-------- The data --------

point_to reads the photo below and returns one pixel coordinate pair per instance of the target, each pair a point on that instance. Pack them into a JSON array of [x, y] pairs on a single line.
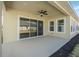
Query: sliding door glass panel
[[40, 28], [61, 25], [52, 26], [24, 27], [33, 28]]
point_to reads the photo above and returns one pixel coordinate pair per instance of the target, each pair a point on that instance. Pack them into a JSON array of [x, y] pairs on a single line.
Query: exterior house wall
[[73, 24], [10, 24], [0, 28]]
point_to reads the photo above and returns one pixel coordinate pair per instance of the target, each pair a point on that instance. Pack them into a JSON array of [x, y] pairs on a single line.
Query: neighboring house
[[27, 19], [22, 20]]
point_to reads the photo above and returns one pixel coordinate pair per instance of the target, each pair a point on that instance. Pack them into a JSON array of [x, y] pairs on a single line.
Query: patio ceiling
[[33, 7]]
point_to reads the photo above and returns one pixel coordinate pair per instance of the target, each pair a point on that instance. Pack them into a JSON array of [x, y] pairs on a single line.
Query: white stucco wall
[[10, 23]]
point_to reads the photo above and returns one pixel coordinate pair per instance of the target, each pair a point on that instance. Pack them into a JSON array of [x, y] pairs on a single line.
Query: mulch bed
[[67, 48]]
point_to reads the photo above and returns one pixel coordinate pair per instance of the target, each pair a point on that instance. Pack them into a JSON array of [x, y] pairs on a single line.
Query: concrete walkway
[[36, 47]]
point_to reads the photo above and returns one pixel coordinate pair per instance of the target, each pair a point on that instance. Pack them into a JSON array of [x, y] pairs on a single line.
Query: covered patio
[[37, 47]]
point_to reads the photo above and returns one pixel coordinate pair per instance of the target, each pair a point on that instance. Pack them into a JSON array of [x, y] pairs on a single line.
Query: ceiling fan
[[42, 13]]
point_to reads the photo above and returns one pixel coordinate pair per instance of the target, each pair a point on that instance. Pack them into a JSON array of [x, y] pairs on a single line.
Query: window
[[61, 25], [40, 28], [30, 28], [33, 28], [24, 28], [52, 26]]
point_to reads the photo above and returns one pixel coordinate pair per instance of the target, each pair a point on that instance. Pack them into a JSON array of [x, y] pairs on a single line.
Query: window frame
[[63, 25], [49, 25], [18, 27]]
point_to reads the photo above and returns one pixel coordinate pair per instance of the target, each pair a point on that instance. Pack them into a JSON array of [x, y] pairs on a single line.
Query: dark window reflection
[[33, 28], [24, 28]]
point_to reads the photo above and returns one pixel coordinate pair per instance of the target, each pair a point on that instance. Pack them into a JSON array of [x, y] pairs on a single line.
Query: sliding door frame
[[18, 27]]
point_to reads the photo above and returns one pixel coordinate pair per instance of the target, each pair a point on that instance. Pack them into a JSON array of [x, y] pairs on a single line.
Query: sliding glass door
[[33, 28], [40, 28], [24, 28], [30, 28]]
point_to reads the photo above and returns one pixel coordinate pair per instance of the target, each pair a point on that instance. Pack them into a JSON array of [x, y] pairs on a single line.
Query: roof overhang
[[65, 7]]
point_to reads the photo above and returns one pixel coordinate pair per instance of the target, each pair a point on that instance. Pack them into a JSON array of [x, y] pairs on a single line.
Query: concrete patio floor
[[36, 47]]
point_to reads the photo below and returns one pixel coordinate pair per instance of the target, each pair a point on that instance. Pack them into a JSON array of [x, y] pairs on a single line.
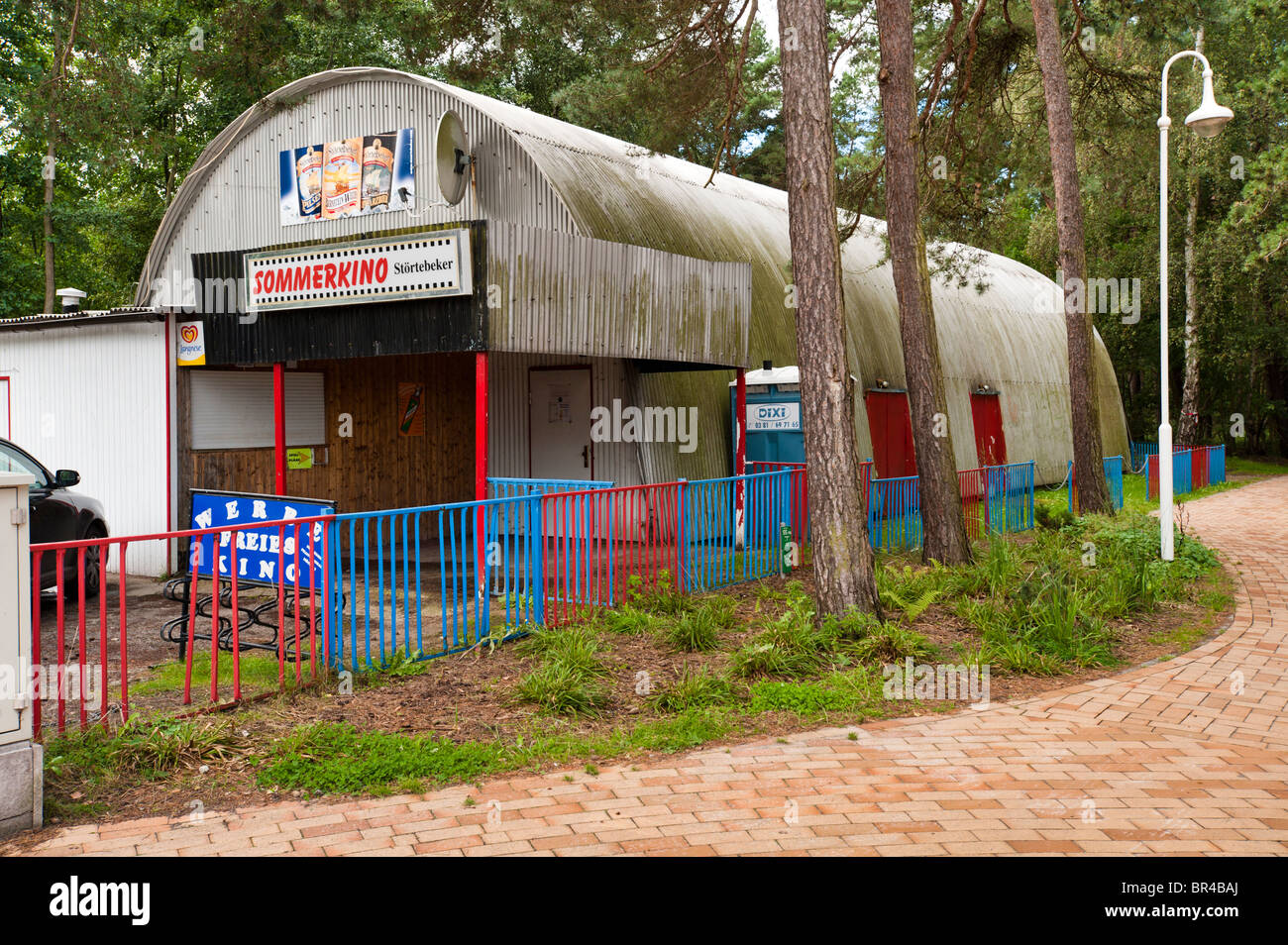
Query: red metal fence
[[301, 630]]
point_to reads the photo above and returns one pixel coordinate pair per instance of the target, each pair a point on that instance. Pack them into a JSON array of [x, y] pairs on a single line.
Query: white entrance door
[[559, 424]]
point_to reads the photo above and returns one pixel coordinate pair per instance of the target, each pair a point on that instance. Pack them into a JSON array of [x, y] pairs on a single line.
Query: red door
[[986, 411], [890, 425]]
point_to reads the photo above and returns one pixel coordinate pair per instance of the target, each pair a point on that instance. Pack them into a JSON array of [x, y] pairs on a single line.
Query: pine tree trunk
[[1188, 430], [941, 524], [1083, 400], [50, 220], [842, 557]]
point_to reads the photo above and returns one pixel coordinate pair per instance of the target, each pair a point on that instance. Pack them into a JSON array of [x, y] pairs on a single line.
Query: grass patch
[[565, 689], [837, 691], [329, 757], [257, 673], [694, 689], [694, 632]]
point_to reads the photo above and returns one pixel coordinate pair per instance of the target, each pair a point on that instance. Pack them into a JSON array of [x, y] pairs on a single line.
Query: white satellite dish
[[452, 158]]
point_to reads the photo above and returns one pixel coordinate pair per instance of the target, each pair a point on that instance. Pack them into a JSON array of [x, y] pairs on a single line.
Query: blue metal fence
[[501, 486], [711, 529], [436, 579], [894, 505], [413, 580], [894, 512], [1113, 467], [1010, 497], [1140, 454]]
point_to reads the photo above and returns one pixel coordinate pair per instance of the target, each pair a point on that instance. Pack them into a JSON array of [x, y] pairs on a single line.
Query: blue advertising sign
[[265, 555]]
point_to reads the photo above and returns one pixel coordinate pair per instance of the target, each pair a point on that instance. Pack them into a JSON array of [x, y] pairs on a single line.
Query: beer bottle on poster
[[377, 171], [308, 171], [342, 178], [410, 412]]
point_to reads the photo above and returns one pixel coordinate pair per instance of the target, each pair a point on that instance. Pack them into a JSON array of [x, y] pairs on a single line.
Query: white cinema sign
[[423, 265]]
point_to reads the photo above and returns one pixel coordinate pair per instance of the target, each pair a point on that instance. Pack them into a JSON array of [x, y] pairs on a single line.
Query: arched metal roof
[[544, 174]]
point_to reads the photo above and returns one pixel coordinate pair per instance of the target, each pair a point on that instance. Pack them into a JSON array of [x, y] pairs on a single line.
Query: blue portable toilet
[[773, 415]]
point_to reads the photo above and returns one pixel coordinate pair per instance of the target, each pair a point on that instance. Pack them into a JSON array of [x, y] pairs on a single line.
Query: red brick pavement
[[1183, 757]]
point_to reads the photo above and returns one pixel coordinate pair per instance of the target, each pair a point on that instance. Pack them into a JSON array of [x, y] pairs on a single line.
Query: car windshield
[[14, 461]]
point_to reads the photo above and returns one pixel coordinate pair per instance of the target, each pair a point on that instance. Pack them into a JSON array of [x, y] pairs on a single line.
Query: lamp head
[[1209, 119]]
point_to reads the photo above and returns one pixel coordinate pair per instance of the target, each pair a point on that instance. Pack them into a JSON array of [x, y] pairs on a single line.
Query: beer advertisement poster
[[349, 176]]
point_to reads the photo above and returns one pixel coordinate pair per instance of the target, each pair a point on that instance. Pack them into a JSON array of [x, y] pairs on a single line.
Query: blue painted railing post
[[336, 602], [682, 546], [1033, 480], [535, 554]]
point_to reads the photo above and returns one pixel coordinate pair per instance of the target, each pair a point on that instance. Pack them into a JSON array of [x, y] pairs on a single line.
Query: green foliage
[[565, 689], [695, 632], [692, 689], [143, 747], [327, 757], [889, 643], [1052, 518], [571, 677], [575, 645], [257, 673], [629, 619], [837, 691]]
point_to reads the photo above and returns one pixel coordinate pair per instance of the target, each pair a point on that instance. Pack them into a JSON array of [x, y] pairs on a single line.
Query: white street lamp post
[[1207, 120]]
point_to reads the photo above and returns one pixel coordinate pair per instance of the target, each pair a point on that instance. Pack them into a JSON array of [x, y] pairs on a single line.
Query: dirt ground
[[471, 696]]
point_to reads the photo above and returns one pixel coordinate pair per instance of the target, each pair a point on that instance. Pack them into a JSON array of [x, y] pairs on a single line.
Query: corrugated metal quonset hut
[[446, 300]]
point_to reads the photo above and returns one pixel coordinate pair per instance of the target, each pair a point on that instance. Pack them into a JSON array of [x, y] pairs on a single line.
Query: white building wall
[[93, 398]]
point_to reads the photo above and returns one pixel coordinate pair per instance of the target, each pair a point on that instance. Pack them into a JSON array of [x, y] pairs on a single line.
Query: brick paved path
[[1170, 759]]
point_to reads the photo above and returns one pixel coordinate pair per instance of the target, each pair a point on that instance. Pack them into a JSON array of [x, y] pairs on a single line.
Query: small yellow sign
[[191, 344], [299, 459]]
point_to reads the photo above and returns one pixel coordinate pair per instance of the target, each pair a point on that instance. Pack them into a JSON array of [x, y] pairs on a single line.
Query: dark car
[[59, 515]]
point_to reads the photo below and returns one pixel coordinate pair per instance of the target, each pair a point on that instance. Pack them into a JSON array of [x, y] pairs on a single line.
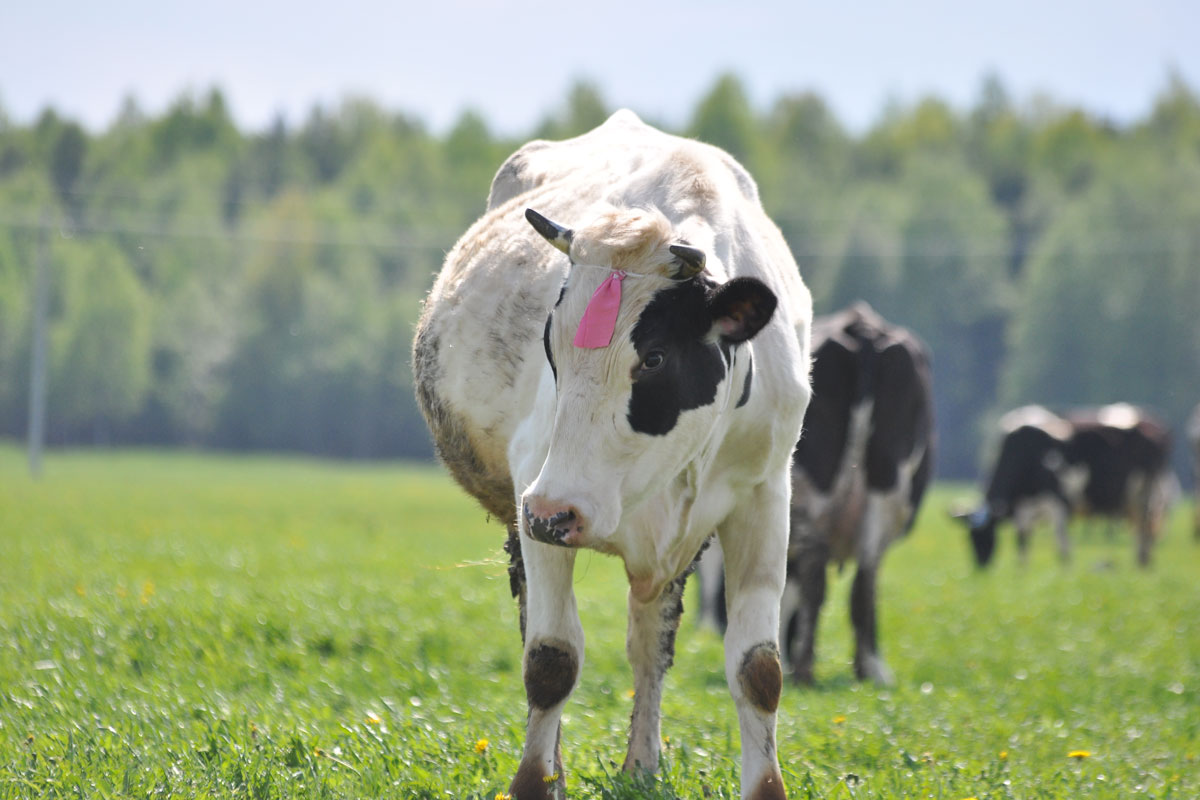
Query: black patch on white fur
[[677, 322]]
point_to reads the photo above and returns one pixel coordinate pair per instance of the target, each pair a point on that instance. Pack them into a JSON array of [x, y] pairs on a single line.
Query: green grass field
[[178, 625]]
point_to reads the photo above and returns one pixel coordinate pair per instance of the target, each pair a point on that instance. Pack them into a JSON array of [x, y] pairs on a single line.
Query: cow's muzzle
[[553, 523]]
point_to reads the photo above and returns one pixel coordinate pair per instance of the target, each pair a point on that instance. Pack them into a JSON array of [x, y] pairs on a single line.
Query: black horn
[[552, 232], [691, 260]]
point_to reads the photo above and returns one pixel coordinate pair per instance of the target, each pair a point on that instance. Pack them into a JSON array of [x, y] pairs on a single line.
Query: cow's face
[[633, 414]]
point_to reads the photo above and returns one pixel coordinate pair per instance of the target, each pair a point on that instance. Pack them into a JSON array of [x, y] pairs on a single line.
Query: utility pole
[[37, 360]]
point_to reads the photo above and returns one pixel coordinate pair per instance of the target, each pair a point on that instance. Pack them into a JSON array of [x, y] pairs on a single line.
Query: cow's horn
[[551, 232], [691, 260]]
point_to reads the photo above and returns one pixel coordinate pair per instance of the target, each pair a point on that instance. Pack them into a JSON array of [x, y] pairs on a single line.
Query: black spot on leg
[[550, 673], [761, 677]]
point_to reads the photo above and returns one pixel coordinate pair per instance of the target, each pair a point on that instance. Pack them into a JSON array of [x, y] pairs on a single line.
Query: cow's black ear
[[741, 308]]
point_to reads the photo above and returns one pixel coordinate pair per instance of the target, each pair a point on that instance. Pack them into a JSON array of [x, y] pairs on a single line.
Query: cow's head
[[981, 527], [630, 415]]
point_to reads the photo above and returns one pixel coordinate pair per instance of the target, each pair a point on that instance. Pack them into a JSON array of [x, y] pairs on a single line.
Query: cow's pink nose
[[553, 523]]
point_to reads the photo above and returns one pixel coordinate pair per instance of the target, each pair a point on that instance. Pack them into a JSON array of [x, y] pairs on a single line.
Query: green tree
[[1109, 301], [725, 118], [100, 342]]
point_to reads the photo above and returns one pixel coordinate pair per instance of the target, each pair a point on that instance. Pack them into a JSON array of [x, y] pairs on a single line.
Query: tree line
[[257, 290]]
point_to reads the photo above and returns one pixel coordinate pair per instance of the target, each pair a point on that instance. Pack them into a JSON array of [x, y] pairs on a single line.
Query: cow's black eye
[[653, 360]]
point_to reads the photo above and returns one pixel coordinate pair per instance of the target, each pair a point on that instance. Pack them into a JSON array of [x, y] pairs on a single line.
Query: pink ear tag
[[600, 317]]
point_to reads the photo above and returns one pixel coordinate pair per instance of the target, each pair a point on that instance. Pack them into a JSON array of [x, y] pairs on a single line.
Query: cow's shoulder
[[605, 148]]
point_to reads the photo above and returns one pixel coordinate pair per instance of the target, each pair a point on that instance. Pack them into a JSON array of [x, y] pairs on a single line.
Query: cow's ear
[[741, 308]]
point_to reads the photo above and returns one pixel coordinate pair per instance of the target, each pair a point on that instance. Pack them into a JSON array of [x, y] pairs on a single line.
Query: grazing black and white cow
[[1111, 462], [630, 388], [858, 475], [1193, 434]]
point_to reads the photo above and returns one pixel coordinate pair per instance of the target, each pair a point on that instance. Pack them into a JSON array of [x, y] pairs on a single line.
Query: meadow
[[186, 625]]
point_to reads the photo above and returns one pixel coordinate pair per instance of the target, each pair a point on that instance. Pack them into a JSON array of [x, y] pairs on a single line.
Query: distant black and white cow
[[630, 388], [859, 471], [1111, 462]]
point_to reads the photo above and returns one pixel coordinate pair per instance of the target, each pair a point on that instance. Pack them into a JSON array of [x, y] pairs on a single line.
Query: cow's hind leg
[[803, 596], [553, 656], [649, 645], [516, 572], [877, 530]]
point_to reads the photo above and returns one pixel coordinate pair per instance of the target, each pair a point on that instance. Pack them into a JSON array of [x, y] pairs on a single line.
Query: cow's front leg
[[553, 656], [755, 543], [649, 644]]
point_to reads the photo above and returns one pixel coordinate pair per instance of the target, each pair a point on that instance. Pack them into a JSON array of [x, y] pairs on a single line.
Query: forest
[[246, 290]]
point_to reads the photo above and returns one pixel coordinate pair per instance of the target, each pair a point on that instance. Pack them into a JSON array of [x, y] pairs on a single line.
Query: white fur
[[649, 500]]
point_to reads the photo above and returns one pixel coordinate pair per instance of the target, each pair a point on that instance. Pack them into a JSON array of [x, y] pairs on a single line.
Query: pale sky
[[514, 62]]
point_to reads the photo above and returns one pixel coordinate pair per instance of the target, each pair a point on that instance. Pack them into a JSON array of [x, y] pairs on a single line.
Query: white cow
[[630, 389]]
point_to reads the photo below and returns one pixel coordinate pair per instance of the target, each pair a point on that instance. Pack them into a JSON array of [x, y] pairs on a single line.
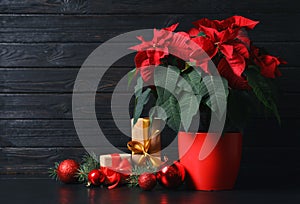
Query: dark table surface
[[43, 190]]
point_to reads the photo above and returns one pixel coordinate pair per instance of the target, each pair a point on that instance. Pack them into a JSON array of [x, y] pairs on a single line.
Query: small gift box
[[116, 162], [146, 141]]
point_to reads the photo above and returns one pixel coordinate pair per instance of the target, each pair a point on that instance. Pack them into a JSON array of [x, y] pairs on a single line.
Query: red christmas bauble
[[171, 176], [67, 170], [96, 177], [147, 181]]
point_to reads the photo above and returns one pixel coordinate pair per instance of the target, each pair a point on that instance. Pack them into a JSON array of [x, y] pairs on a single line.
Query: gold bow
[[139, 148]]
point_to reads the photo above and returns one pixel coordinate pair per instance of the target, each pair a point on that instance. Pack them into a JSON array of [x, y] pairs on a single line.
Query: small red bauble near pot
[[67, 170], [171, 176], [147, 181]]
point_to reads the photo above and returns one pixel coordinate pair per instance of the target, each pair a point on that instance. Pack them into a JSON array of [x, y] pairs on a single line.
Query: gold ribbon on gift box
[[143, 149]]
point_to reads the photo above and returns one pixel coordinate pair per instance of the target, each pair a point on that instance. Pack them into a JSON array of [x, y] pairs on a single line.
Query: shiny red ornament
[[95, 177], [67, 170], [171, 176], [147, 181]]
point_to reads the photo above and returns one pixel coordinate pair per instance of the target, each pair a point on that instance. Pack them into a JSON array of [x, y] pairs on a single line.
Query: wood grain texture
[[74, 54], [259, 132], [41, 28], [147, 6]]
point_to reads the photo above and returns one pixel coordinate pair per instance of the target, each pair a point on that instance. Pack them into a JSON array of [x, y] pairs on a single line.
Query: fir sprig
[[137, 170]]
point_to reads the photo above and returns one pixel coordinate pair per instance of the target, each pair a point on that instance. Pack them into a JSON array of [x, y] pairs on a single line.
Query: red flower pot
[[219, 170]]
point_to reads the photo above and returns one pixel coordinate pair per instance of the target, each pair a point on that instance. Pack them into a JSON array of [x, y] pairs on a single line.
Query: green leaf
[[140, 102], [194, 79], [131, 75], [263, 90], [189, 106], [218, 91]]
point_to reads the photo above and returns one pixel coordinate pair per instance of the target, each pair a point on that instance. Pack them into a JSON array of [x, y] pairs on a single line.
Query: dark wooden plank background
[[43, 44]]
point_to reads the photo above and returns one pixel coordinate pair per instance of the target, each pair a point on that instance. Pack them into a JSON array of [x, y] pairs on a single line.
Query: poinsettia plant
[[246, 74]]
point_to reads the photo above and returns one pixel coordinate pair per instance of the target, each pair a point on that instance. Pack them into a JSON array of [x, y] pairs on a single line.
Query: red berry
[[67, 170], [147, 181], [96, 177], [171, 176]]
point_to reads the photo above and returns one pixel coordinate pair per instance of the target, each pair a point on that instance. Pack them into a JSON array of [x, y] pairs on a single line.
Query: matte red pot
[[219, 170]]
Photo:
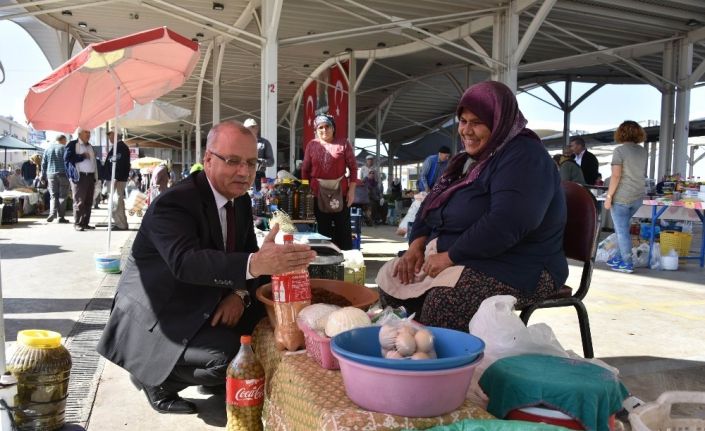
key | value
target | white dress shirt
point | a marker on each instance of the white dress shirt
(220, 202)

--------

■ What you will do
Extract every line from the one containing "target | white dress shirt" to the end of the entries, including both of those lines, exactly as given and with nothing added.

■ Written answer
target | white dress shirt
point | a marker on each instance of the white dress shirt
(220, 202)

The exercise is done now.